# [Problem requirements]
How many of the lines below contain the word "sleeve"? Reply with the number alone.

──────────────────────────────

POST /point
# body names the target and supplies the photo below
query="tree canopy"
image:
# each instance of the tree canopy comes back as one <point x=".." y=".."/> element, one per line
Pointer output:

──────────────────────────────

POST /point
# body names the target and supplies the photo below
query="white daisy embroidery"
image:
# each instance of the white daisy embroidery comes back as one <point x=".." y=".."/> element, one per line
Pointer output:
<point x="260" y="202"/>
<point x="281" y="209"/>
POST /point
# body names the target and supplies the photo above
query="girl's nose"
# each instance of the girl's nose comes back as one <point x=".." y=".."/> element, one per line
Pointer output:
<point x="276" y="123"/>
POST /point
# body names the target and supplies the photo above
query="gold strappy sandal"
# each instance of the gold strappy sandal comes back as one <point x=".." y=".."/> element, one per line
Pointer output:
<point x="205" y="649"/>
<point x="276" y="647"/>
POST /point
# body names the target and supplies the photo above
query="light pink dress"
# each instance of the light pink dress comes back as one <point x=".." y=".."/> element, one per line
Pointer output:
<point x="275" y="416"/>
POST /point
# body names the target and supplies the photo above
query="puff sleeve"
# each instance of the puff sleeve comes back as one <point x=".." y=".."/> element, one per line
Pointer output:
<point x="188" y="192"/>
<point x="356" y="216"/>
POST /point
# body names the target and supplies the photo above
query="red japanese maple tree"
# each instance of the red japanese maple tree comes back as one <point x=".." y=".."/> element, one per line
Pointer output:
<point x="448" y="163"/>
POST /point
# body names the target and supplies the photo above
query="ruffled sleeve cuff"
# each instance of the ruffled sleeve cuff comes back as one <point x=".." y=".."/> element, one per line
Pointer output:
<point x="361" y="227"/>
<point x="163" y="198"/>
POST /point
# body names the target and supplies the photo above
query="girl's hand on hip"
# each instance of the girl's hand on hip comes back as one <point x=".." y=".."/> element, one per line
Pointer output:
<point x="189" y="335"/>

──────────────────────────────

# [Solved exercise]
4